━━━━━ 提示された文章 ━━━━━
そのほかの脂肪酸は、人間のカラダがその量を調整して自らつくり出せるが、上記2つは食べ物から摂る以外に方法がないのである。
そして、摂取する上での理想の割合は、
オメガ6:オメガ3=4:1、
といわれている。
しかし、現代においては、普通に食事を摂っているだけでは、極端にオメガ6に偏りやすい傾向にあるという。
アメリカの場合だと、オメガ6:オメガ3の割合は40:1くらい。
日本でも、食の欧米化に伴い、これに準じた数値になっていると推測出来ると筆者はいう。
オメガ6に偏った食事は、体内に炎症を引き起こし、カラダに悪影響をもたらす。
では、「悪いアブラ」とはいったいどんなものか?
筆頭は、「トランス脂肪酸」。
その代表は、マーガリンやショートニングといったものである。
これらは、非常に安価につくることができるため、菓子やケーキ、パンなどに多用されている。
アメリカやヨーロッパなどをはじめ、その危険性から禁止する措置に踏み切っている国も出てきているが、日本では未だ野放しの状態だというから恐怖を覚える。
トランス脂肪酸に負けず劣らないのが、「サラダ油」や「キャノーラ油」だという。 こうしたアブラは化学的な加工度が高いため、それにつれて毒性も上がっていくのだという。
オリーブオイルやココナッツオイルなど、できる限り加工がされていない、自然の状態に近いものを選ぶのがベストであるという。
「良いアブラ」の選び方のポイントは、 なるべく加工のプロセスが少ないもの、遺伝子組み換えではないもの、バターやラードといった動物性のアブラであれば、穀物のエサを食べていないグラスフェッドの動物からつくられたものを選ぶといったことがポイントだという。
そして、迷った時は「ギー」がおすすめだという。
ギーは、インドなどの南アジア諸国で古くから食用に使われてきた乳脂肪製品で、牛乳を乳酸発酵させてできたバターをゆっくり加熱し、溶け出た脂肪分が黄金色に、沈澱した固形分が褐色に変わったタイミングで濾過して作られる。
バターよりも健康的で、長期間の保存にも耐えられるメリットがあり、2014年にはアメリカの自然療法協会が発表した「カラダに良いアブラ・ベスト5」で堂々のナンバーワンに選ばれている。
だからといって、特定のアブラに固執するのはいけないと筆者は念を押している。
複数の種類をバランスよく組み合わせて摂ることが大事なのである。
じゃあ、どういうバランスで組み合わせればいいのか?
それは次のような4種類である。
・ギー(あるいはグラスフェッドバター)[飽和脂肪酸]
・バージンココナッツオイル(あるいはMCTオイル)[飽和脂肪酸]
・エキストラバーキンオリーブオイル[不飽和脂肪酸・オメガ9]
・亜麻仁油(あるいはヘンプシードオイル)[不飽和脂肪酸・オメガ6&オメガ3
これらを偏りなく、目安として、1日の合計で男性なら大さじ8-10杯、女性なら6-8杯。 グラムにすると、1日当たり男性は120-150g、女性は90-120g。
直接摂る以外に、食材からもアブラを補うことができるため、1日3食として、料理に直接かけたり、混ぜたりして摂るアブラの量は1回の食事にだいたい大さじ1-2杯で十分だという。
━━━━━
- [作業項目 A]
アブラに関する文章によると、2014年にギーを「カラダに良いアブラ・ベスト5」の1位に選んだのはどこか。
- [作業項目 B]
アブラに関する文章の「トランス脂肪酸に負けず劣らな」と「複数の種類をバランスよく組み合わせて摂ることが大事なのである。」の間(両端を含む)を、「ギー」という名前を「澄ましバター」に改めて書き直してください。
以下の資料は、この文章とは別の出典から取られたものである。
━━━━━ 入力データ ━━━━━
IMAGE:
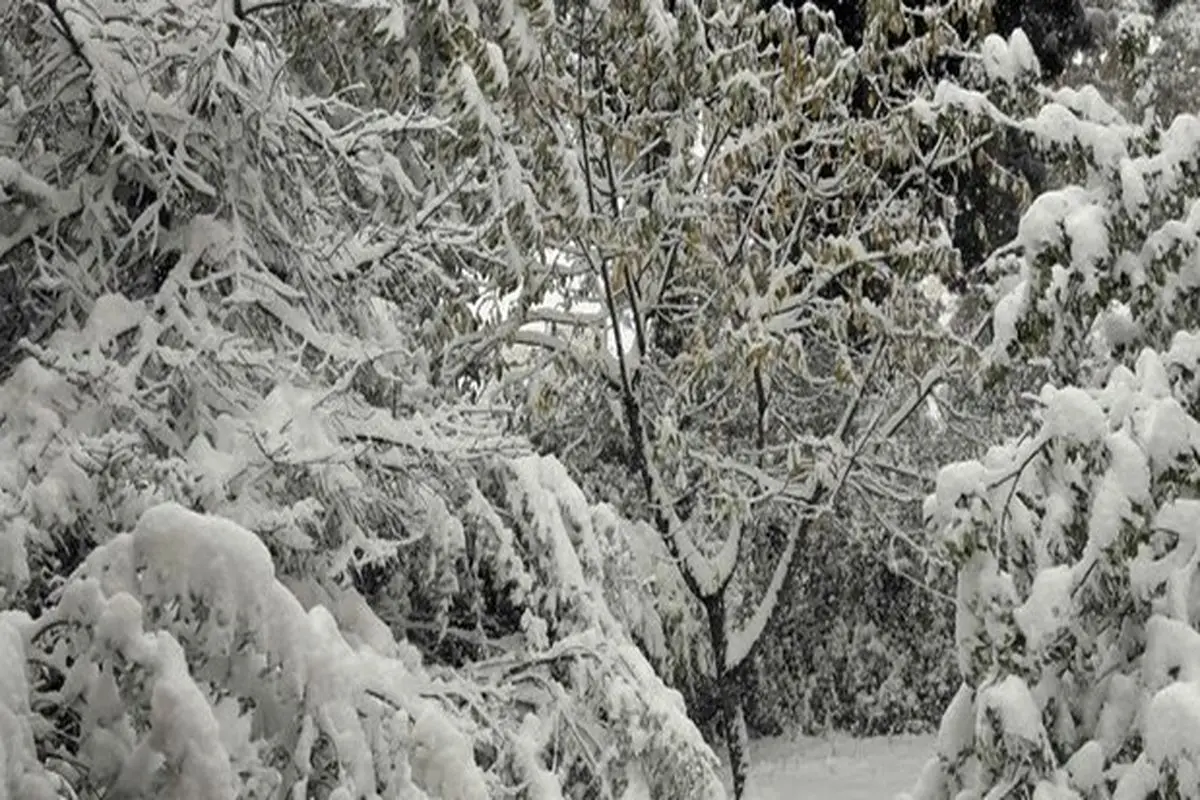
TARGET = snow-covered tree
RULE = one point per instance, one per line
━━━━━
- [期待される出力 A]
アメリカの自然療法協会。

- [期待される出力 B]
トランス脂肪酸に負けず劣らないのが、「サラダ油」や「キャノーラ油」だという。 こうしたアブラは化学的な加工度が高いため、それにつれて毒性も上がっていくのだという。
オリーブオイルやココナッツオイルなど、できる限り加工がされていない、自然の状態に近いものを選ぶのがベストであるという。
「良いアブラ」の選び方のポイントは、 なるべく加工のプロセスが少ないもの、遺伝子組み換えではないもの、バターやラードといった動物性のアブラであれば、穀物のエサを食べていないグラスフェッドの動物からつくられたものを選ぶといったことがポイントだという。
そして、迷った時は「澄ましバター」がおすすめだという。
澄ましバターは、インドなどの南アジア諸国で古くから食用に使われてきた乳脂肪製品で、牛乳を乳酸発酵させてできたバターをゆっくり加熱し、溶け出た脂肪分が黄金色に、沈澱した固形分が褐色に変わったタイミングで濾過して作られる。
バターよりも健康的で、長期間の保存にも耐えられるメリットがあり、2014年にはアメリカの自然療法協会が発表した「カラダに良いアブラ・ベスト5」で堂々のナンバーワンに選ばれている。
だからといって、特定のアブラに固執するのはいけないと筆者は念を押している。
複数の種類をバランスよく組み合わせて摂ることが大事なのである。